● QUOTED TEXT:

Quick of wit and sharp of tongue, Christina was a force to be reckoned with. Late in life – with her straw-like hair and hooked nose, her spinsterhood and independent nature – she was rumored among some of the townspeople of Cushing to be a witch herself. Andrew Wyeth variously called her a “witch” and a “queen” and “the face of Maine.”
Wyeth first appeared at Christina’s front door – along with Betsy James, who’d been visiting the Olson farm since she was a girl – in 1939. He was 22, Betsy 17, Christina 46. He began coming around almost daily, talking with Christina for hours, and sketching and painting landscapes, still lifes, and portraits. He painted the house from many angles, later commenting in his autobiography, “I had a feeling that it wouldn’t be long before this fragile, crackling dry, bony house disappeared. I’m very conscious of the ephemeral nature of the world. There are cycles. Things pass. They do not hold still.” About the objects he painted inside the house, Wyeth mused, “I loved the defused light hitting all those ragged things, and how the peculiar shadows were cast from those strange buckets.” He painted things that stood in for people: Alvaro’s dory dry-docked in the loft of the barn after he gave up lobstering to take care of Christina, vibrant red geraniums in the kitchen with only a glimpse of a figure behind. “Christina’s barely seen – just that flash of her striped shirt,” he said. “What interested me about her was that she’d come in at odd places, odd times. The great English painter John Constable used to say that you never have to add life to a scene, for if you sit quietly and wait, life will come – sort of an accident in the right spot. That happened to me all the time – happened lots with Christina.” For the next thirty years, Christina was Andrew Wyeth’s muse and his inspiration. In each other, I believe, they came to recognize their own contradictions. Both embraced austerity but craved beauty; both were curious about other people and yet pathologically private. They were perversely independent and yet reliant on others to take care of their basic needs: Wyeth on his wife Betsy and Christina on Alvaro.
In becoming an artist’s muse – a seemingly passive role – Christina finally achieved the autonomy and purpose she craved her entire life. Instinctively, Wyeth managed to get at the core of Christina’s self. Like the house, like the landscape, she perseveres. As an embodiment of the strength of the American character, she is vibrant, pulsating, immortal.

● RECORD LIST:
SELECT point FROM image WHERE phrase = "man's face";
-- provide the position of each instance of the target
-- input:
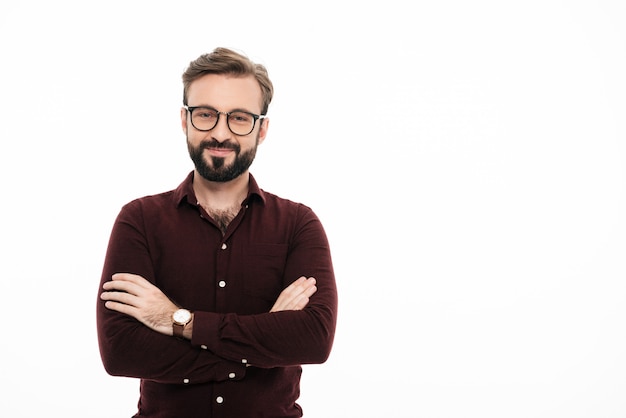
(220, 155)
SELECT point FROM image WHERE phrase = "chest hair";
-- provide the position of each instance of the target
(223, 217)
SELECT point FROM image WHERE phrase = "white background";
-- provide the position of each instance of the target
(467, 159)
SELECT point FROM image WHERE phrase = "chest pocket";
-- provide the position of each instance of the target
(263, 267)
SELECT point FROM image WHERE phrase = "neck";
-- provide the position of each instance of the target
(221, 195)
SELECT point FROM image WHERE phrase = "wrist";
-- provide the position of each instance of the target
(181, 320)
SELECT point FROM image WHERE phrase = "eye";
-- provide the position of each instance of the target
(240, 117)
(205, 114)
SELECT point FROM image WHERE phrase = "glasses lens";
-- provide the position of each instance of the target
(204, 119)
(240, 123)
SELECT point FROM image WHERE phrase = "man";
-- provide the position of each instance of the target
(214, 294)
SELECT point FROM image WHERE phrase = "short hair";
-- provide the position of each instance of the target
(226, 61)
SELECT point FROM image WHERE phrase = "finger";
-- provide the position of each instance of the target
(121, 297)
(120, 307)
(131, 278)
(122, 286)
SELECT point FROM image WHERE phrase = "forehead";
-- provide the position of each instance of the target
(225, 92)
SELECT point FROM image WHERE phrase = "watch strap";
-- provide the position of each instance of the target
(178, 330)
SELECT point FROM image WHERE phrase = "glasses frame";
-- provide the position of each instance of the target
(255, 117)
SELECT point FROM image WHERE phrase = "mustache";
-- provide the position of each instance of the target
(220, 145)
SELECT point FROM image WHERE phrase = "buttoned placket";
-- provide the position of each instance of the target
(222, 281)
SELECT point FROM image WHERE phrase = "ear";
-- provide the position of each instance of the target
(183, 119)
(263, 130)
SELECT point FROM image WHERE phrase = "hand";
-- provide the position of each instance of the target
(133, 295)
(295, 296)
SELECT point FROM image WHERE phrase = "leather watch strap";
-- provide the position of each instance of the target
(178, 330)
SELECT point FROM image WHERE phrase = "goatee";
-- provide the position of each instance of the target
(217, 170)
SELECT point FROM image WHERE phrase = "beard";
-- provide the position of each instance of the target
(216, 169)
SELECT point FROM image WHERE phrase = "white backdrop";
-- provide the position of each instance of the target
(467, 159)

● EXERCISE PROMPT: Please answer from the text about Christina and Andrew Wyeth: how old was Christina when Wyeth first appeared at her front door?

● THE OUTPUT: She was 46.